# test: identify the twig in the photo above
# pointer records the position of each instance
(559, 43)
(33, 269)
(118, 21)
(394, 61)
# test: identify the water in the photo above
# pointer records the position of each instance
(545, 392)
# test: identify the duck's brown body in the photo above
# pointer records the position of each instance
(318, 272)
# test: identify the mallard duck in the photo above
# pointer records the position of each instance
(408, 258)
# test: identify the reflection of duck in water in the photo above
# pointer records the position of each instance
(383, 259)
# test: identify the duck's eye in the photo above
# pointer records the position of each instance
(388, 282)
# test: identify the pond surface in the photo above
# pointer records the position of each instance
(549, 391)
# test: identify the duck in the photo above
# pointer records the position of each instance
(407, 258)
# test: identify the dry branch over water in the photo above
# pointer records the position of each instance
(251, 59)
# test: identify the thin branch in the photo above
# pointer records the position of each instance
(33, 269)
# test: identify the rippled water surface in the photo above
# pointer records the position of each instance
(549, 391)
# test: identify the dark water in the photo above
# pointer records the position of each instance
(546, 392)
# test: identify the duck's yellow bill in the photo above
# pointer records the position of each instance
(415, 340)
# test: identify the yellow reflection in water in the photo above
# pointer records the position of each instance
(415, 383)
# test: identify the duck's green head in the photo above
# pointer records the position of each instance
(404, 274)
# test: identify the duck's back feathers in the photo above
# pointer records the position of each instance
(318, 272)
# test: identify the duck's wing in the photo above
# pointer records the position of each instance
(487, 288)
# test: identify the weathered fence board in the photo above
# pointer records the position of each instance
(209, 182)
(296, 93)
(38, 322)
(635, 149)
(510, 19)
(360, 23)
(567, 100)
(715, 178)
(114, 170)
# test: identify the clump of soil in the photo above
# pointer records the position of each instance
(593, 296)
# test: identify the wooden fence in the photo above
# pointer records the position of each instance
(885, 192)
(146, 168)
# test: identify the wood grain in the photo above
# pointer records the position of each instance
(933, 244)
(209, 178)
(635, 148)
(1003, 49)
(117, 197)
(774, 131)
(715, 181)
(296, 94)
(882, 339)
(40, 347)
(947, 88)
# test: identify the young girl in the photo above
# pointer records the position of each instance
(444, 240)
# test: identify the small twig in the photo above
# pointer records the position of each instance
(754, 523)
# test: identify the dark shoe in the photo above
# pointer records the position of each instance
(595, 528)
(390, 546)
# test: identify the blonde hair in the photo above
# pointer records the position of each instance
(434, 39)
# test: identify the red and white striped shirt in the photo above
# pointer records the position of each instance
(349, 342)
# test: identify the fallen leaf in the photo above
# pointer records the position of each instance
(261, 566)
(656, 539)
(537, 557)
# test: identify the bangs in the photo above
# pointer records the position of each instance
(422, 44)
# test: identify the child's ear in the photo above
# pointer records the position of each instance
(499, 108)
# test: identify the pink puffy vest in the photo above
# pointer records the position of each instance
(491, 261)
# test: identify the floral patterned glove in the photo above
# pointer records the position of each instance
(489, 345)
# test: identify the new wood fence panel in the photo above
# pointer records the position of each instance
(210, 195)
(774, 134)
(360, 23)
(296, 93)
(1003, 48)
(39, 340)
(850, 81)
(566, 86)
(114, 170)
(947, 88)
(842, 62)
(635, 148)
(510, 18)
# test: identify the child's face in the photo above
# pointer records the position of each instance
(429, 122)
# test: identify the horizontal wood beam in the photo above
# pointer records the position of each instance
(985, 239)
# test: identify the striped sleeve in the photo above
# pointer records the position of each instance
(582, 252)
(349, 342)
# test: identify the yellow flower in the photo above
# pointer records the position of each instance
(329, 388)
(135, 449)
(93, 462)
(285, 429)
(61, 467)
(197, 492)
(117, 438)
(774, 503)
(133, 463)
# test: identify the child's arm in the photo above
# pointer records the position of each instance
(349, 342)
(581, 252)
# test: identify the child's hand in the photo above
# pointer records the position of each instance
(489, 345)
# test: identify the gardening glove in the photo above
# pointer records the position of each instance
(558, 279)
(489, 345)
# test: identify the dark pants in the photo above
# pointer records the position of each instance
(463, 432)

Objective: Transcribe the records above exactly, but only from the line that contains "# test: identify the bangs in the photo above" through their final line, inclusive.

Solution for this task:
# test: identify the bangs in the photo above
# pointer records the position of each instance
(422, 44)
# test: identify the child's ear in the photo above
# pointer records the position of each instance
(499, 108)
# test: identify the pink puffy vest in the photo above
# pointer records the position of each instance
(491, 261)
# test: identify the floral patterned glove in the photo above
# pointer records the position of each instance
(489, 345)
# test: identify the new wood fence panel in the photo above
# pointer records the position of each instance
(210, 195)
(774, 134)
(360, 23)
(296, 93)
(1003, 48)
(39, 340)
(850, 81)
(566, 86)
(114, 170)
(947, 88)
(842, 62)
(635, 148)
(510, 18)
# test: identify the child's face in the photo above
# pointer records the position of each instance
(429, 122)
# test: identify the horizontal wood beam in the photo above
# pointer records the position of each instance
(985, 239)
# test: identify the striped sleeve in the photo above
# pointer records the position of each instance
(582, 252)
(349, 342)
# test: identify the yellow flower in the photo above
# pointer records the position of each instance
(329, 388)
(135, 449)
(93, 462)
(285, 429)
(61, 467)
(197, 492)
(117, 438)
(774, 503)
(133, 463)
# test: identify the child's arm in the photo above
# pointer records the position of each instance
(349, 342)
(581, 252)
# test: identify the child's hand in the photo above
# pointer records the position of each instance
(489, 345)
# test: identify the gardening glove in the photo above
# pointer records the position of each instance
(558, 279)
(489, 345)
# test: identify the dark pants in the photo above
# pointer records the position of each instance
(463, 432)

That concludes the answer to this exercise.